TASK INSTRUCTIONS
Rewrite the lines from the one containing "pin: road shoulder" through the end of the lines, changing "blue glove" to "gray glove" and leaving everything else as it is. Give back only those lines.

THE DATA
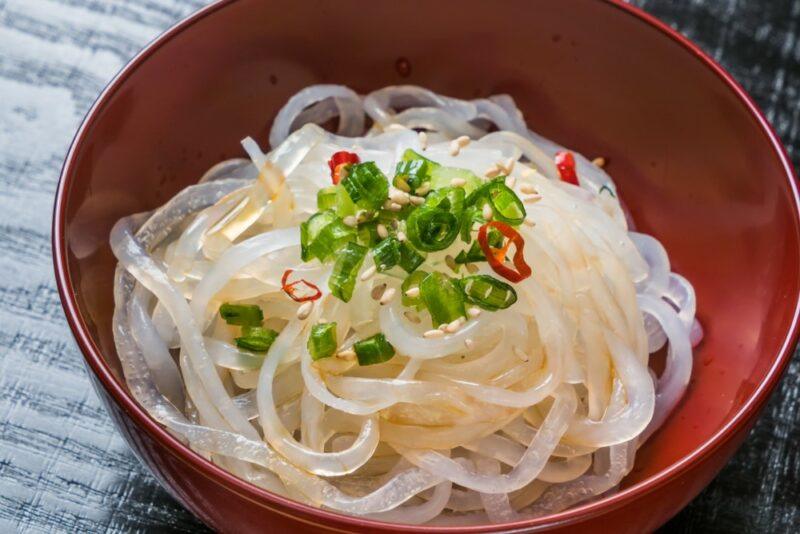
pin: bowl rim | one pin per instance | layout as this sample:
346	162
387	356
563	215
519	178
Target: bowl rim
117	389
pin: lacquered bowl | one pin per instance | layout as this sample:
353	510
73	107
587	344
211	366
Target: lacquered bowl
695	160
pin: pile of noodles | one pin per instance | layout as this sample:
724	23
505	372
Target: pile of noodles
546	407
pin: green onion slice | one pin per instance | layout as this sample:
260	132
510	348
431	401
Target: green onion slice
335	198
412	171
256	338
373	350
443	298
345	270
241	314
322	341
443	177
322	235
386	254
431	229
487	292
366	185
506	205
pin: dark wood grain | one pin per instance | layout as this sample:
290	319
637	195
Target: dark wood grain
62	465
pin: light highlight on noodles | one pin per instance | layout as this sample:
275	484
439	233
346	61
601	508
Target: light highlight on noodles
443	320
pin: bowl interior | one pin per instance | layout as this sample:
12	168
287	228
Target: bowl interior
694	165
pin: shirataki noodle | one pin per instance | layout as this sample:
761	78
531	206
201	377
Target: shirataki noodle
501	415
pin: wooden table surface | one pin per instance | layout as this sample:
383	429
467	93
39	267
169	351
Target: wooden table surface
62	465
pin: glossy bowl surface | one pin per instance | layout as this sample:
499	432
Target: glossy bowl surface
694	159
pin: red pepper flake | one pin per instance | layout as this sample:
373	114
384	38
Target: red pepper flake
497	256
294	291
565	163
339	162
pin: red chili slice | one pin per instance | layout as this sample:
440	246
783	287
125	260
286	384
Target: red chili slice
292	289
339	161
496	256
565	163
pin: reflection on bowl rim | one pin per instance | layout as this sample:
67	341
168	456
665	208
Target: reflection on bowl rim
118	389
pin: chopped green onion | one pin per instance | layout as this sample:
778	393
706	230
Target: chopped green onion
322	341
488	292
256	338
412	281
241	314
366	185
386	254
443	177
475	253
335	198
447	198
506	205
410	258
373	350
345	270
412	171
443	298
431	229
322	235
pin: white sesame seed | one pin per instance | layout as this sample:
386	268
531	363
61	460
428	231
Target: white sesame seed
413	292
492	171
454	148
454	326
412	316
305	310
348	354
432	334
368	273
377	291
402	184
387	296
399	197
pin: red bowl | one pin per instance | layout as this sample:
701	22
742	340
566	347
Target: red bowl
694	159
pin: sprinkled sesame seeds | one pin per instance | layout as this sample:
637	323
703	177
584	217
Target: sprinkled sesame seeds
305	310
413	292
368	273
387	296
377	291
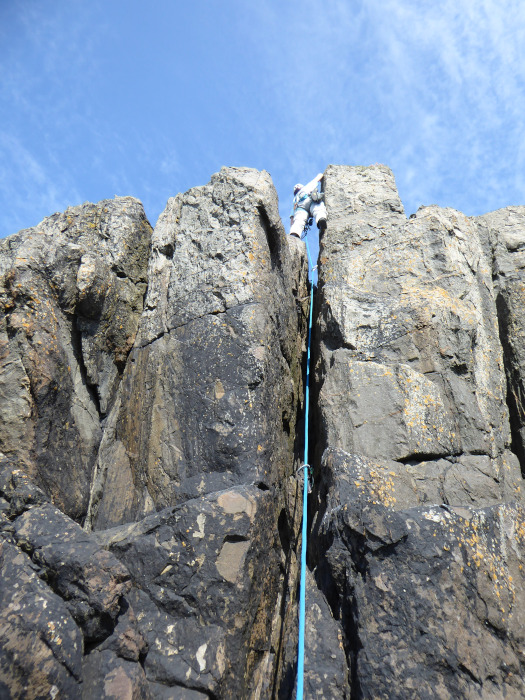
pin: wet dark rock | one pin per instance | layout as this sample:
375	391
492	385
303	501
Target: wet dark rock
417	537
88	578
71	293
40	645
150	426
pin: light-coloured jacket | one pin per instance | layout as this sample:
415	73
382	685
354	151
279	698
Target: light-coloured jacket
302	199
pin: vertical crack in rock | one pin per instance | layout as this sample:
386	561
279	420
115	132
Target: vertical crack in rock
186	583
68	322
419	495
198	449
503	234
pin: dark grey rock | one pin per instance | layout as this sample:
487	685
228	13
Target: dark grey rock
418	527
89	579
108	677
216	352
431	597
71	294
203	572
40	645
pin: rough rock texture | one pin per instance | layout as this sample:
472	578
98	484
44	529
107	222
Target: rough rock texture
71	292
503	233
61	594
418	533
150	427
217	351
182	439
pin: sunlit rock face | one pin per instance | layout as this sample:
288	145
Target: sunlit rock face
71	293
150	390
418	532
151	426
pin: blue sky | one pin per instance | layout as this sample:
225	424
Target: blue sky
149	99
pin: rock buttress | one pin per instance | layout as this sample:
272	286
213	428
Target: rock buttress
418	536
71	292
194	489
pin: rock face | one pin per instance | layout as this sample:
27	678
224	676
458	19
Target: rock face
183	406
418	532
151	405
71	292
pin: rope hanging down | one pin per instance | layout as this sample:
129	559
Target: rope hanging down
306	479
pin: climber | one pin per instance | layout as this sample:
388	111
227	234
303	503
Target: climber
307	201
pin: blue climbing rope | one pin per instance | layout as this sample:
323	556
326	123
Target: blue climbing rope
306	477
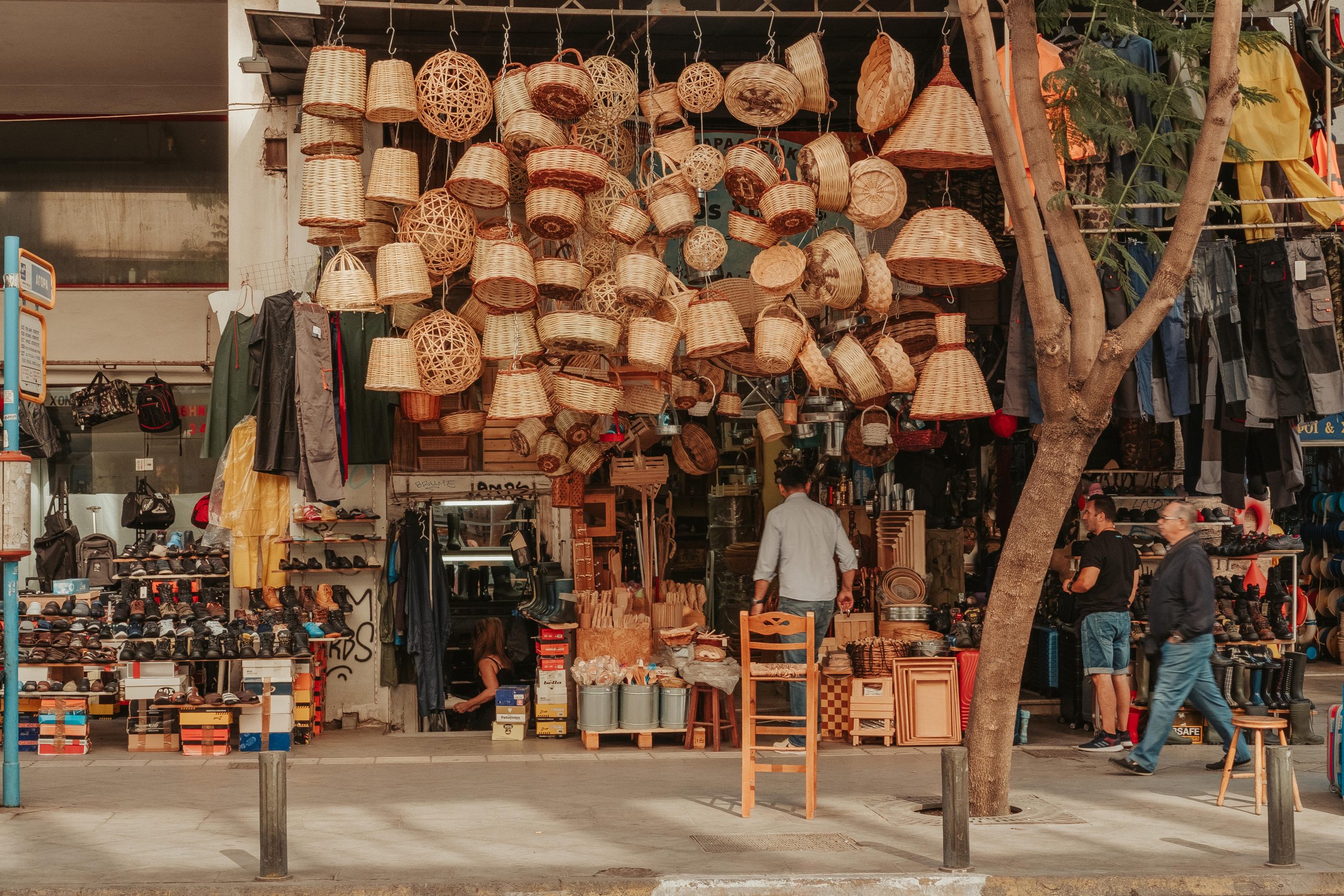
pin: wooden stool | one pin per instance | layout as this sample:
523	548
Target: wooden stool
1260	724
719	714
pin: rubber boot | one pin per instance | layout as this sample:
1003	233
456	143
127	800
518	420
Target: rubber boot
1300	726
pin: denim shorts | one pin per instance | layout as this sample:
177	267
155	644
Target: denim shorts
1105	644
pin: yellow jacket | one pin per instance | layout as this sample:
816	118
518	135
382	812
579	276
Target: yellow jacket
1272	131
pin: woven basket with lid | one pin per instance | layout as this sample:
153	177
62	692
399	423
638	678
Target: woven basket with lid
952	386
945	248
335	82
942	129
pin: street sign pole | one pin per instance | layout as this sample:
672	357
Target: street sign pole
11	570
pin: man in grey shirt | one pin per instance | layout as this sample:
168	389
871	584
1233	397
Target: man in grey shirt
802	543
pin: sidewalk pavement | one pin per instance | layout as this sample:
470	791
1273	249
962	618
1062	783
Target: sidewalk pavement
459	813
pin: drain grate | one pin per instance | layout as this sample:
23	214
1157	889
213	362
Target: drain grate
776	842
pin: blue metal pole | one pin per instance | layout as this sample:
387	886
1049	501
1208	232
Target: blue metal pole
11	570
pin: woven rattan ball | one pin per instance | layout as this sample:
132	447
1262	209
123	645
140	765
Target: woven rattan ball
448	354
444	229
704	167
705	248
454	97
699	88
616	90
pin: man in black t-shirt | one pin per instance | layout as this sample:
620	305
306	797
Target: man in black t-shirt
1107	581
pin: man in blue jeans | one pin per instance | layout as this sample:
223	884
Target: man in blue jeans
802	543
1180	618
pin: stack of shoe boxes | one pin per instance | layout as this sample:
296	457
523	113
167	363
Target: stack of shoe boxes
151	729
64	726
555	695
268	724
206	731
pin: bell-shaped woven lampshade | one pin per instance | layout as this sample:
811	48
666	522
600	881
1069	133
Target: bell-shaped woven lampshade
951	386
945	248
942	128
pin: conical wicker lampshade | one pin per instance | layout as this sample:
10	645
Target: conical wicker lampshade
952	386
945	248
942	128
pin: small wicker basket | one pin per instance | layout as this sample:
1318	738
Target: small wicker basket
335	82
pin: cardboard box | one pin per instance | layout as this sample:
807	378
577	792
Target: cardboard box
551	729
508	731
512	695
553	710
154	743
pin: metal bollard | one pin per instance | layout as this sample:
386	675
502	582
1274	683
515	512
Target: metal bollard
1283	839
956	809
275	816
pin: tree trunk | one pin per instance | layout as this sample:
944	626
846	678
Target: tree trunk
1016	589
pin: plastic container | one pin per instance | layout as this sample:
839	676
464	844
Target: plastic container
640	707
673	707
597	707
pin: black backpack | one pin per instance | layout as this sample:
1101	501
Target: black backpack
94	559
155	407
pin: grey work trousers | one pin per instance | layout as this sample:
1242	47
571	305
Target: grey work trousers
315	382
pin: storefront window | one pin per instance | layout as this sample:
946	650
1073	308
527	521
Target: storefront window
102	460
120	202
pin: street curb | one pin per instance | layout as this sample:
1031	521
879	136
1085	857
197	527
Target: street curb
970	884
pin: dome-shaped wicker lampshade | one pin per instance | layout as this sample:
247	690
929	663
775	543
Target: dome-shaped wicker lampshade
942	128
951	386
945	248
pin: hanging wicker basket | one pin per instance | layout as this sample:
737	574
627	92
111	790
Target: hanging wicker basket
699	88
769	426
346	285
886	85
615	90
762	94
713	327
780	332
420	407
942	131
835	272
945	248
331	136
824	164
392	366
454	96
394	176
392	92
503	276
561	89
749	171
332	194
951	386
554	213
402	276
511	92
448	352
877	194
443	227
569	166
335	82
480	178
519	394
790	207
779	270
808	65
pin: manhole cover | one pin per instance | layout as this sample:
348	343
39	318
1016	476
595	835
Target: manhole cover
776	842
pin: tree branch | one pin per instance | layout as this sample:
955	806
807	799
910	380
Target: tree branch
1085	301
1049	318
1223	93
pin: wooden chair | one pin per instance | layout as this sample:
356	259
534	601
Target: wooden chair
1257	724
777	624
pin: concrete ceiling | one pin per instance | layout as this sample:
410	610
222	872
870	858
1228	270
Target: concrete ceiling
69	57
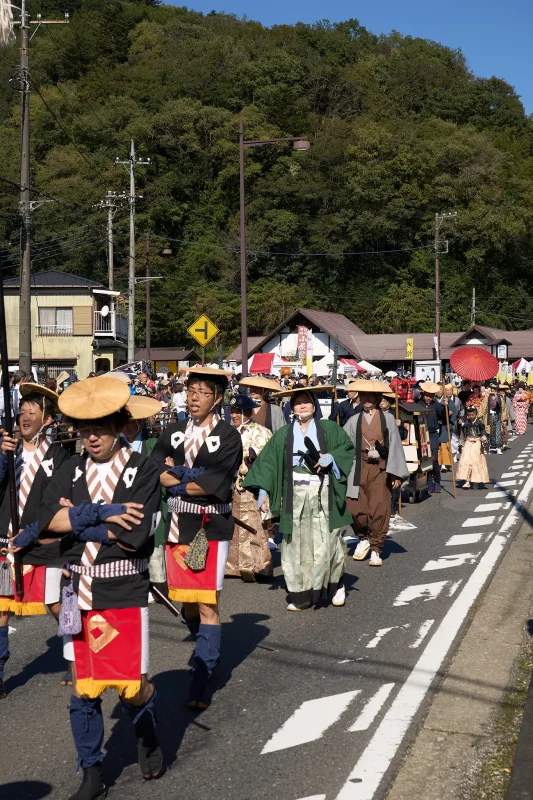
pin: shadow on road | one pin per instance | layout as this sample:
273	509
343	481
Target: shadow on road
25	790
239	639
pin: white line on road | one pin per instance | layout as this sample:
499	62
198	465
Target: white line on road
447	562
473	522
422	633
424	591
464	538
310	721
368	772
372	708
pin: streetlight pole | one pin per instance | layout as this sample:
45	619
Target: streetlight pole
298	143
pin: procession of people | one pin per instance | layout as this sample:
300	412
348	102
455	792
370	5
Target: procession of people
177	482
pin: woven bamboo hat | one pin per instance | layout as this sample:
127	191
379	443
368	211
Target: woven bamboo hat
209	372
36	388
360	385
429	387
302	390
94	398
260	383
142	407
119	375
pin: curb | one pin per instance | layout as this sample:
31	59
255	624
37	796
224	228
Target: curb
458	719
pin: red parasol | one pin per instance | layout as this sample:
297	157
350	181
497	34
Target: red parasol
474	363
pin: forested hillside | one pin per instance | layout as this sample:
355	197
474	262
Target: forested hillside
400	129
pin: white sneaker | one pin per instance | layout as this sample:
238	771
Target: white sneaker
339	598
361	551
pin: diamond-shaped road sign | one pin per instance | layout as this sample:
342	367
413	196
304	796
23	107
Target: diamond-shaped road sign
203	330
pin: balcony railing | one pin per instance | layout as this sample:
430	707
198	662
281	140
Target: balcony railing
111	326
55	330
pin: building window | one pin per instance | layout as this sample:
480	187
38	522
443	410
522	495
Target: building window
55	322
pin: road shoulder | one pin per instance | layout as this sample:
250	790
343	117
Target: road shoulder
459	722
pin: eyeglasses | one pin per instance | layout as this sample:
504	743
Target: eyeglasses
200	394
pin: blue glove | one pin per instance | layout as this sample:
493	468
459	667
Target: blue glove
260	497
87	514
178	491
95	533
327	460
27	536
186	474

ANSWER TO THIS PROBLEM
pin: road shoulder | one pin per instance | layout as this sample:
250	790
343	117
Target: road shoulder
459	722
pin: eyeglasses | one pin per instance | layout as this sample:
504	743
Target: eyeglasses
200	394
pin: gray glove | one pin per instance | layout as this sample:
493	468
459	667
Target: gray glove
260	497
87	514
178	491
95	533
327	460
27	536
186	474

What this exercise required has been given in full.